◆ Problem details ◆
Check each line of the material that follows, and copy those holding the string "rough".

BEGIN

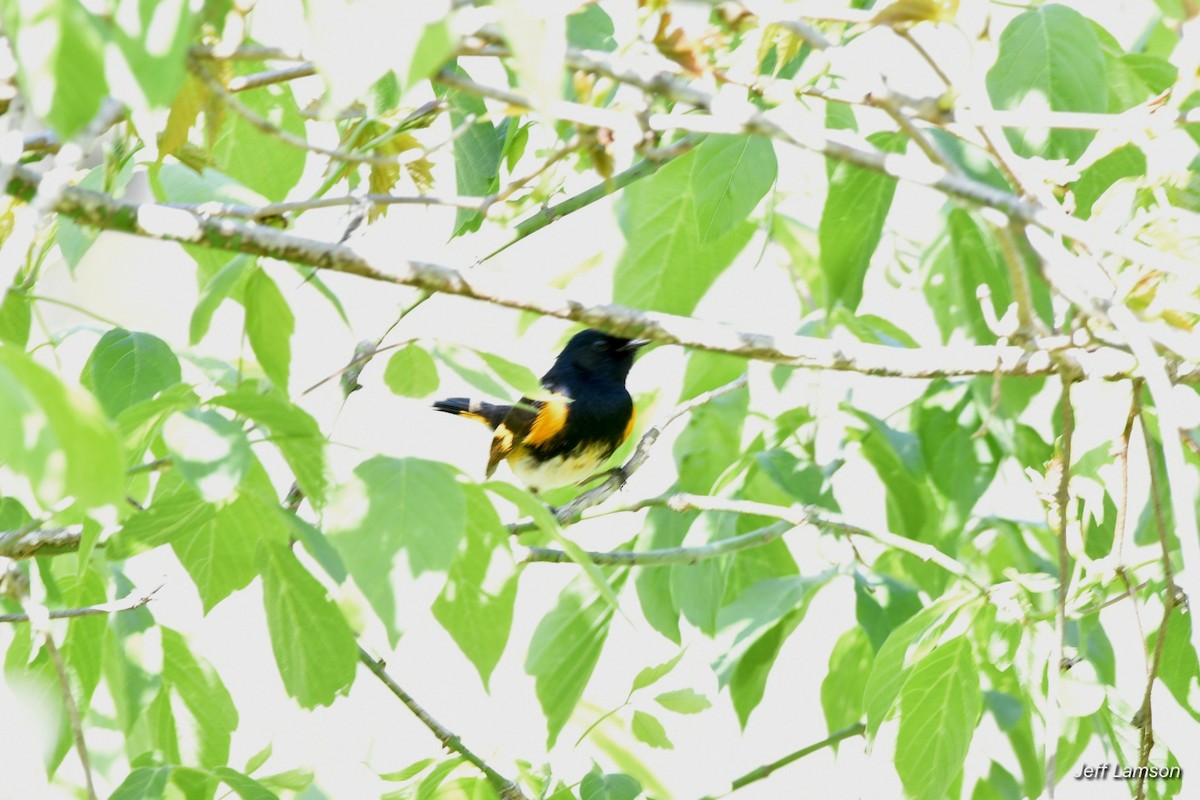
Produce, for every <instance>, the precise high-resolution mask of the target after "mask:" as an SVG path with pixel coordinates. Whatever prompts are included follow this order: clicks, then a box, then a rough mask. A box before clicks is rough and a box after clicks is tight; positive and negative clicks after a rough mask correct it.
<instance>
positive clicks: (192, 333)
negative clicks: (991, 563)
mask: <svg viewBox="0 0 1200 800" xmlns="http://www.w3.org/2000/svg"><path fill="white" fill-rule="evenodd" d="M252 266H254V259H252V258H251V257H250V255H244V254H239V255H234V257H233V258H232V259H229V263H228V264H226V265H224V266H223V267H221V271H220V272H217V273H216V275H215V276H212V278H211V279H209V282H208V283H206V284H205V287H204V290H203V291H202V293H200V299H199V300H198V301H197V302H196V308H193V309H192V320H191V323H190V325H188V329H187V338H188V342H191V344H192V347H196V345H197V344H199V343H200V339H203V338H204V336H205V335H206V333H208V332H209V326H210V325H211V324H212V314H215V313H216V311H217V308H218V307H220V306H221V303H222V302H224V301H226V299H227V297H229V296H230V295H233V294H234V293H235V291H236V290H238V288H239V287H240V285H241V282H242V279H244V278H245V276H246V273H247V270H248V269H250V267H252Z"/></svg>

END
BEGIN

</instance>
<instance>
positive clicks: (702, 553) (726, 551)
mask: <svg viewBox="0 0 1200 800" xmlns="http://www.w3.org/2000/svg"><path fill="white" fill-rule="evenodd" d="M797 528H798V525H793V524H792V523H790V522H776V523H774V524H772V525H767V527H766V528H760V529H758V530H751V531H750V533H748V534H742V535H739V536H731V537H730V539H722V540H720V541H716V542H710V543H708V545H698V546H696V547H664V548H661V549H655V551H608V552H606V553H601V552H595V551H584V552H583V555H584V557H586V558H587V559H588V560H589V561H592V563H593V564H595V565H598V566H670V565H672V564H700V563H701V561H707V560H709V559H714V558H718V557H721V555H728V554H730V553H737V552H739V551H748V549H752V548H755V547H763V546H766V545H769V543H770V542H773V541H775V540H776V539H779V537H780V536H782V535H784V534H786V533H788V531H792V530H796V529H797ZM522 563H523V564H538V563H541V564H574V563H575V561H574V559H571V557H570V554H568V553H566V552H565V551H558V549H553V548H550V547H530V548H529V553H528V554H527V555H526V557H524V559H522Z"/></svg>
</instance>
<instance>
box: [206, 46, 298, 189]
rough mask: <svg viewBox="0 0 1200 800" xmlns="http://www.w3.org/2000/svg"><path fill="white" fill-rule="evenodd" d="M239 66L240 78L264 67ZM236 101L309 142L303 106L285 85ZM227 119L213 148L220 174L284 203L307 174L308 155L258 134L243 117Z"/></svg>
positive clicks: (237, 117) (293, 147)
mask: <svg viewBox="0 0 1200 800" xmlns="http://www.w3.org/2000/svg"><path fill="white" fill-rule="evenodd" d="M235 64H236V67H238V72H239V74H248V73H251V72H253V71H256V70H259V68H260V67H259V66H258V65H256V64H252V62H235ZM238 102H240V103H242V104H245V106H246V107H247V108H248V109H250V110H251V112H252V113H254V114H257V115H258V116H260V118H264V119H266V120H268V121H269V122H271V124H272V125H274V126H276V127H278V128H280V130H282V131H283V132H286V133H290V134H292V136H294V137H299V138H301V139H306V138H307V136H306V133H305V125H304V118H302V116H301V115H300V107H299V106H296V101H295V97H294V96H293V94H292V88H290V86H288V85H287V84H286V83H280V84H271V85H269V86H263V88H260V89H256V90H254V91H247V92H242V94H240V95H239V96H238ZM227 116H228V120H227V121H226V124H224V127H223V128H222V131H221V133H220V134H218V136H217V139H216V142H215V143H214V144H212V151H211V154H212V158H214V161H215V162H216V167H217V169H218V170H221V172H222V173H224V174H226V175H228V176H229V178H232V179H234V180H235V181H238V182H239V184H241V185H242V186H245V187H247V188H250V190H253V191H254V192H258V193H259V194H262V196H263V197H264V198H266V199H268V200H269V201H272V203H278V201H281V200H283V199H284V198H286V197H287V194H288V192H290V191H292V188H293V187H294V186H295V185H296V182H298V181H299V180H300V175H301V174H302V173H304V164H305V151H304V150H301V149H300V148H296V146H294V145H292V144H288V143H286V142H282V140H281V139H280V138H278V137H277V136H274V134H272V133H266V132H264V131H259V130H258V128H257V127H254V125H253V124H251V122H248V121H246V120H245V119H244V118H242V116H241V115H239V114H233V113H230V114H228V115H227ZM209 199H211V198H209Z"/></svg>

END
BEGIN

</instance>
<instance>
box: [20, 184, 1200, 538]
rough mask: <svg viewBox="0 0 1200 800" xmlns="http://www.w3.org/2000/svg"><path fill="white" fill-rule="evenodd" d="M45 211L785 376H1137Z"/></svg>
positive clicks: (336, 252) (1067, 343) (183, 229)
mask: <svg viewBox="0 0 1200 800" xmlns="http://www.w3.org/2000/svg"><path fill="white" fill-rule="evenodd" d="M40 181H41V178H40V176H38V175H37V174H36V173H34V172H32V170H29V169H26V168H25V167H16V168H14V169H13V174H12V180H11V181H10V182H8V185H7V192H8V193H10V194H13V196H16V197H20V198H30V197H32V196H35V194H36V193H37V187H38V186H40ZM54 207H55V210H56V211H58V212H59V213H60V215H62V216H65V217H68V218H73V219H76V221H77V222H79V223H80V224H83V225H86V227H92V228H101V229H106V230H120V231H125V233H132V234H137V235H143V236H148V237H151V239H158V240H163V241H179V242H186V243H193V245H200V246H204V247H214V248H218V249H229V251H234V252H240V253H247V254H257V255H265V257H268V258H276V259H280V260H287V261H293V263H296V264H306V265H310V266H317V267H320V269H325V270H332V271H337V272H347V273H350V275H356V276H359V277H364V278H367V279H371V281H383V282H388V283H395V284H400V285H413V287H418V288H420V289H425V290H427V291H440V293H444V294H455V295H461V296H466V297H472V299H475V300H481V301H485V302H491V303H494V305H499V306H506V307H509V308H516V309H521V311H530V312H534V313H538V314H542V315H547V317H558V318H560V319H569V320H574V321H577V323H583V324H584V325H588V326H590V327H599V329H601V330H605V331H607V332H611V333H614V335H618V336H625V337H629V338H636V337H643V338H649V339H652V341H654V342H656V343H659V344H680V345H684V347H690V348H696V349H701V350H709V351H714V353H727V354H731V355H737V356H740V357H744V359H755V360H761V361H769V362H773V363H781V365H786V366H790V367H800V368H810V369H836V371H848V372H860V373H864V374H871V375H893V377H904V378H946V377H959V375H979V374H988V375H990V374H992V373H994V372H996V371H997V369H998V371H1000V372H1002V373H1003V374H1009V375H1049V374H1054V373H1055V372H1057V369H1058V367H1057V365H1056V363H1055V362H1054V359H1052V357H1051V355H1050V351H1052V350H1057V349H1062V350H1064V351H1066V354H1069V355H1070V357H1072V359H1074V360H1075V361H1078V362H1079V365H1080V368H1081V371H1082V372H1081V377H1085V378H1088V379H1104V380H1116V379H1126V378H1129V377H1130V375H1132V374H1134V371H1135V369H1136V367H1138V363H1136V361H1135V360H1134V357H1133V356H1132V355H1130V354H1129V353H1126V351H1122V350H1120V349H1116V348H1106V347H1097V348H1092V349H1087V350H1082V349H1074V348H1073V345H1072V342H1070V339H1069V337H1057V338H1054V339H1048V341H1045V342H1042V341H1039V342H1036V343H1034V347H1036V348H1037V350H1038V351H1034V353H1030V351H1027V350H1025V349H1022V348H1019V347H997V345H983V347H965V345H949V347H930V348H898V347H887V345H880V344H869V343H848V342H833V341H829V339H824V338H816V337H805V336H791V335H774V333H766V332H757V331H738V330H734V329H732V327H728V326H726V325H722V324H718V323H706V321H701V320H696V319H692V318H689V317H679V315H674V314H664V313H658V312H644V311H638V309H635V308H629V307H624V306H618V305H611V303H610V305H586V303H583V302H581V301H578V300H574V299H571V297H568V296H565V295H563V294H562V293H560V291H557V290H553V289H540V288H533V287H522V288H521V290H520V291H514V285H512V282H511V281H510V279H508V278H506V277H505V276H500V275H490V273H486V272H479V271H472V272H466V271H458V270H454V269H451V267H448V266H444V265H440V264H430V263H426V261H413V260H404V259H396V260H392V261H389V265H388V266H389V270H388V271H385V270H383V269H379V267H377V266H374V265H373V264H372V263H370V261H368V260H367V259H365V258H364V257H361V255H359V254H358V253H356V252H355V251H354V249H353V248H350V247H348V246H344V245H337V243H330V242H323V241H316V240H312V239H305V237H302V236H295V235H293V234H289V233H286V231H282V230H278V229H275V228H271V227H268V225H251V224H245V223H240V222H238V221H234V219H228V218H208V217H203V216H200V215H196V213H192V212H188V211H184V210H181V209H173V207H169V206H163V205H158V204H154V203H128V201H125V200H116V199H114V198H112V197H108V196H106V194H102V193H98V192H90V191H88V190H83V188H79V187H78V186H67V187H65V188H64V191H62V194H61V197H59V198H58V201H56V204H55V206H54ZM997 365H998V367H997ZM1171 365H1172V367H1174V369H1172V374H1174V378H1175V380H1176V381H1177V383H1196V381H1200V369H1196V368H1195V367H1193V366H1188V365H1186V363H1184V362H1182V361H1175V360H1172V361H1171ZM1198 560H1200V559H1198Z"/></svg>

END

◆ Problem solution ◆
Produce, for every <instance>, the precise high-resolution mask of the target after "mask:" as an SVG path with pixel coordinates. Whatever prompts are included follow this order: clicks, then a box, then a rough mask. A box before clicks is rough and a box after clicks is tight; positive and negative clicks after a rough mask correct it.
rough mask: <svg viewBox="0 0 1200 800" xmlns="http://www.w3.org/2000/svg"><path fill="white" fill-rule="evenodd" d="M239 66L240 78L264 67ZM236 101L309 142L303 106L285 85ZM227 119L213 148L220 174L284 203L307 174L308 155L258 134L243 117Z"/></svg>
rough mask: <svg viewBox="0 0 1200 800" xmlns="http://www.w3.org/2000/svg"><path fill="white" fill-rule="evenodd" d="M45 211L785 376H1137Z"/></svg>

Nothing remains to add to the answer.